=== What the task asks ===
Repeat word for word the lines of the listing below, from the line containing "If any snow" through the line containing "xmin=0 ymin=121 xmax=400 ymax=266", both included.

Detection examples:

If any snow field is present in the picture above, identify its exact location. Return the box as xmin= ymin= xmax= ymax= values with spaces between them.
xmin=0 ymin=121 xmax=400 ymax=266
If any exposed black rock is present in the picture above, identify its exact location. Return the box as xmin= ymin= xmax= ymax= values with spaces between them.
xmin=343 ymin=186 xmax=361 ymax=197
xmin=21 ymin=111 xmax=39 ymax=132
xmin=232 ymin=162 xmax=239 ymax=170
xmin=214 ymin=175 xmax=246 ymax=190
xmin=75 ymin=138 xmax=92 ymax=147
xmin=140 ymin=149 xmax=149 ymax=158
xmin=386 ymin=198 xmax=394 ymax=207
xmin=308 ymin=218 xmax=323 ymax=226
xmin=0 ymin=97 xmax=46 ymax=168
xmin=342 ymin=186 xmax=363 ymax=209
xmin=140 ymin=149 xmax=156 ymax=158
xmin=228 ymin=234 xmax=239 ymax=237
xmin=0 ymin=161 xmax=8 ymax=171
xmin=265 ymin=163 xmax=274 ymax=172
--
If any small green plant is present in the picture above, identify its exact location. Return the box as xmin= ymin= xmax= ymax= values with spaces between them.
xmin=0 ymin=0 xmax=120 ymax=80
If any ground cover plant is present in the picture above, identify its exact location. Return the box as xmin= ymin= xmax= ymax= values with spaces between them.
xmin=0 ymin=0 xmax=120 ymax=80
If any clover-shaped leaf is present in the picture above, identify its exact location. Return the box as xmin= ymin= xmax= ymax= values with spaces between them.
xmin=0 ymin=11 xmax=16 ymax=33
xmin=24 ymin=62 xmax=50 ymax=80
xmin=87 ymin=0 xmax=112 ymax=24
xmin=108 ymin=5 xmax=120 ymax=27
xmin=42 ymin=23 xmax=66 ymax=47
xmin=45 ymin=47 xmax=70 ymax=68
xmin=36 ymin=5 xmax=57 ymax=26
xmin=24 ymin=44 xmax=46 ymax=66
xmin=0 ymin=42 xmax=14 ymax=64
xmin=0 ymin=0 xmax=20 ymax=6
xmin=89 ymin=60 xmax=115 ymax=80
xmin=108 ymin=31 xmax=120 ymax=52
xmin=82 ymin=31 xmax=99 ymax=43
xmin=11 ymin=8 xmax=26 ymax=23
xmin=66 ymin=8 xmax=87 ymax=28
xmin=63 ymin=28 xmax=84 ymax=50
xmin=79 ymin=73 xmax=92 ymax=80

=== Task solution ===
If any snow field is present in the picture above, identify its exact location. Return the box as xmin= ymin= xmax= ymax= values with spaces between them.
xmin=0 ymin=121 xmax=400 ymax=266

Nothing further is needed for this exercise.